** ФРАГМЕНТ ДЛЯ ЧТЕНИЯ **
····················

Во всяком случае, одним из главных эпитетов капиталистической апологетики стало представление о том, что только ради владения производственными товарами люди их не будут производить. Считается, что должен быть еще какой-то дополнительный стимул – немедленная или будущая прибыль, надежда подняться по социальной лестнице, приманка славы. Все это могучие и властные стимулы, наводящие на мысль о труде в поте лица от зари до зари, о вершине общественного признания, к которой с радостью бросается развалина, слишком истощенная, чтобы пользоваться наградой. Наоборот, полная занятость и тридцатичасовая рабочая неделя наводят на мысли о жизни, удобной и легкой, когда рабочий с прохладцей что-то делает в течение тридцати часов в неделю, а остальные сто тридцать восемь часов слоняется или спит. Такая жизнь (о которой все втайне мечтают) вполне может быть оправданна с точки зрения разума, но нравы пока еще против нее и будут, я думаю, против нее до тех пор, пока манипуляторы нравами будут заинтересованы в пятидесяти- или шестидесятичасовой рабочей неделе.

····················

Фрагменты данных по разметке местоположений
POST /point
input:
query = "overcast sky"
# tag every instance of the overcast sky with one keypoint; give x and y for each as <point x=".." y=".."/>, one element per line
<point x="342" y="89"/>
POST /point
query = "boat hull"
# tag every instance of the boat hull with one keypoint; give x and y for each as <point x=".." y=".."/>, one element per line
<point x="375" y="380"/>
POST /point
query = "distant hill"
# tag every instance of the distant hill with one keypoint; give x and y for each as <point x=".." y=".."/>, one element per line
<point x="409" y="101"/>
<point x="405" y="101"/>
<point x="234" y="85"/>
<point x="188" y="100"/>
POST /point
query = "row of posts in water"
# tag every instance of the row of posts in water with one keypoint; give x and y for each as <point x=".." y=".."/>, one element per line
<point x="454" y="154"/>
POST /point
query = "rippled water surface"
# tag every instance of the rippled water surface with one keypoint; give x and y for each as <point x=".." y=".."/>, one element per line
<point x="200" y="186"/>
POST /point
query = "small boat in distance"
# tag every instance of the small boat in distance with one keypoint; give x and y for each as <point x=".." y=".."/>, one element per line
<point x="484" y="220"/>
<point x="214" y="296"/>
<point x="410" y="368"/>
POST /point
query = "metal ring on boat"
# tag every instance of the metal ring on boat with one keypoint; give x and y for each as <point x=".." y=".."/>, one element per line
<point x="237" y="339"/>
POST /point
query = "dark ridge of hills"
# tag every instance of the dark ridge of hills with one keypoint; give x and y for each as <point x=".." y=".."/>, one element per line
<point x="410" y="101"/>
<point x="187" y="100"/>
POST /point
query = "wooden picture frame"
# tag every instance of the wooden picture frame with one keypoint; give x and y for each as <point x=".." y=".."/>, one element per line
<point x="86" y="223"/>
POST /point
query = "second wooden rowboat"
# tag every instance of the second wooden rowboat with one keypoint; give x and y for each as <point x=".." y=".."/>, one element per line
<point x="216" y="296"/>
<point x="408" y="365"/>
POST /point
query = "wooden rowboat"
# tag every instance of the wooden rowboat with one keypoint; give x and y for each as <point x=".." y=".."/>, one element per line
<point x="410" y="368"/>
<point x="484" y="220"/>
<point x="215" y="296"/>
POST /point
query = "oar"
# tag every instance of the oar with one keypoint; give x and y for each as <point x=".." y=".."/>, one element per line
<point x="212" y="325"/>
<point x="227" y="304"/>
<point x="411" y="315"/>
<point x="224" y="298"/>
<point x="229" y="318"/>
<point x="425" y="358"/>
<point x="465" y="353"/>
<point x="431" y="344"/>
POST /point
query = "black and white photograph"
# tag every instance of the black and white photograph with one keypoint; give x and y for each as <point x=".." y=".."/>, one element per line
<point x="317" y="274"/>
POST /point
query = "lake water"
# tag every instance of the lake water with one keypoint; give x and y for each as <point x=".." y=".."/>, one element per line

····················

** ЗАДАНИЯ **
1. Переведите на английский язык предложение из фрагмента о стимулах к труду: «Считается, что должен быть еще какой-то дополнительный стимул – немедленная или будущая прибыль, надежда подняться по социальной лестнице, приманка славы».
2. В одном–трех предложениях объясните, почему, согласно фрагменту о стимулах к труду, нравы будут противиться удобной и легкой жизни.
3. Продолжите фрагмент о стимулах к труду после его последнего предложения.

** ОТВЕТЫ К ЗАДАНИЯМ **
1. It is believed that there must be some additional incentive: immediate or future profit, the hope of climbing the social ladder, the lure of fame.

2. Нравы будут противиться такой жизни до тех пор, пока манипуляторы нравами заинтересованы в пятидесяти- или шестидесятичасовой рабочей неделе.

3.
Мнимый конфликт между обеспеченностью и стимулом исчезает, как только мы осознаем, что обеспеченность сама является стимулом. Социальная обеспеченность есть защита от всего, что может угрожать вашему экономическому положению, вашим видам на счастье. Обеспеченность есть знание, что вы сполна получаете долю всего произведенного вами, что вы трудитесь сегодня, не боясь потерять работу завтра, что ваши семейные и дружеские узы не будут порваны, что в старости вас не ожидают бедность и унижение. Все это служит могучим стимулом; по сути дела, этого люди в конечном счете и хотят, если у них здравые желания. Именно такие цели дают человеку заряд бодрости и наполняют смыслом всегда напряженный, а иногда и неприятный труд. Эти факты почти величественны в своей человечности. Отвлечемся, однако, от высоких материй и спросим: если обеспеченность не стимул, то что побуждает покупать страховой полис?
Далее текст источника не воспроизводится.